§ EXERCISE DIRECTIONS
In the article on RF power-amplifier transistors, what growth process did Nitronex develop to grow GaN on silicon wafers?

§ PASSAGE SHOWN
-------

Today's designers face an expanding array of transistor choices for use in RF power amplifiers in cellular communication gadgets and third-generation mobile systems. Gallium-nitride (GaN) high-electron mobility transistors (HEMTs) and silicon-germanium (SiGe) heterojunction bipolar transistors (HBTs) are mounting significant challenges to the ubiquitous lateral-diffused (LD) MOSFETs and gallium-arsenide (GaAs) HBTs.

Meanwhile, LDMOS transistors continue to make gains on the infrastructure front, where high voltages prevail, and silicon-carbide (SiC) FETs promise extra juice from smaller dies. Interestingly, even silicon bipolars are edging toward the low-voltage wireless-handset arena.

Seeing the advantages of the new compound semiconductor material in the microwave domain, several proponents of GaN RF transistors have emerged. Their dedicated efforts over the last few years are paying off. Developers have made substantial process improvements, producing high-quality material on larger substrates. Some devices have demonstrated high power, linearity, and density at high frequencies, with enough stability to make them commercially viable for wireless basestation transmitters. In short, GaN transistor technology is no longer a laboratory curiosity, but ready to roll into real production lines.

For example, Nitronex Corp. has combined the RF benefits of GaN with a novel way to fabricate HEMTs on larger, low-cost silicon wafers. Although earlier efforts focused on building these transistors on expensive 2-in. sapphire and silicon-on-insulator substrates, Nitronex has demonstrated the viability of growing GaN on mainstream silicon wafers. Toward that goal, it has developed a unique growth process called Pendeo-epitaxy, which uses the technique of proprietary metal organic chemical vapor deposition (MOCVD). This methodology has solved thermal-expansion and lattice mismatch problems, which are the major barriers to GaN's commercialization.

As a result, Nitronex has built GaN HEMTs on 4-in. silicon substrates (see "Multiple Transistor Types Vie For RF Power-Amplifier Sockets," Electronic Design, April 30, 2001, p. 56). These GaN microwave transistors exhibit 10 to 12 dB of gain with high efficiency and power density. Starting at 8 W and going up to 35 W of peak power in the 2.0-, 2.5-, and 3.0-GHz cellular bands, the devices operate from a 28-V drain voltage with ­3 to ­4 V on the gate as a pinch-off voltage.

According to the maker, the high current density and electron mobility of the transistor translates into higher output impedance. So it's easier to match these devices to 50 Ω, and they're less lossy.

Nitronex is trying to improve the reliability of metal-to-semiconductor interfaces, bond-wire connections, and packaging over the specified temperature range with respect to aging. The company hopes to take its GaN HEMTs into production by mid-2003.

-------

§ DATA SHOWN
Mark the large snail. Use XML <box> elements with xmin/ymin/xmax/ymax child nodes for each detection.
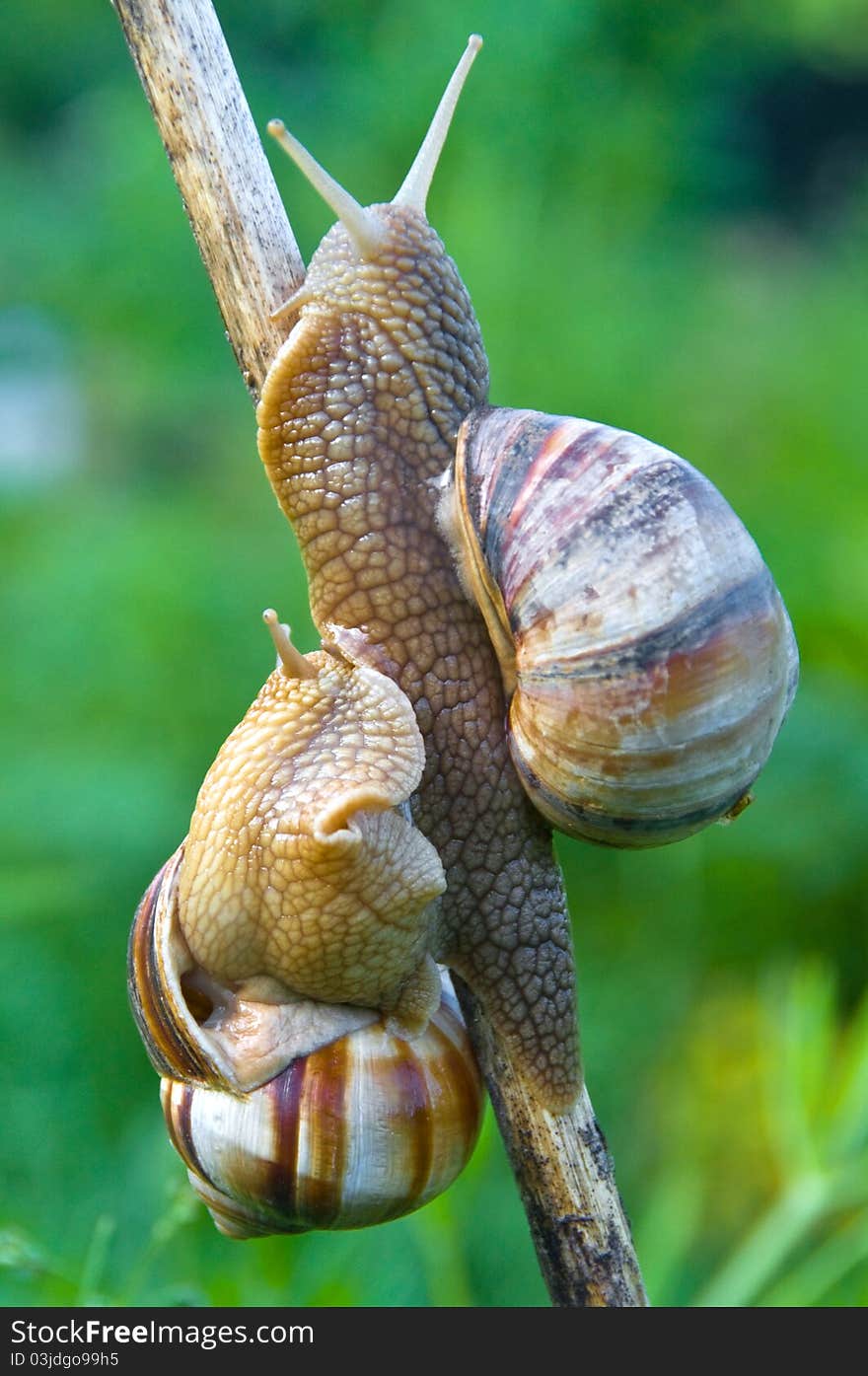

-------

§ FINAL RESULT
Pendeo-epitaxy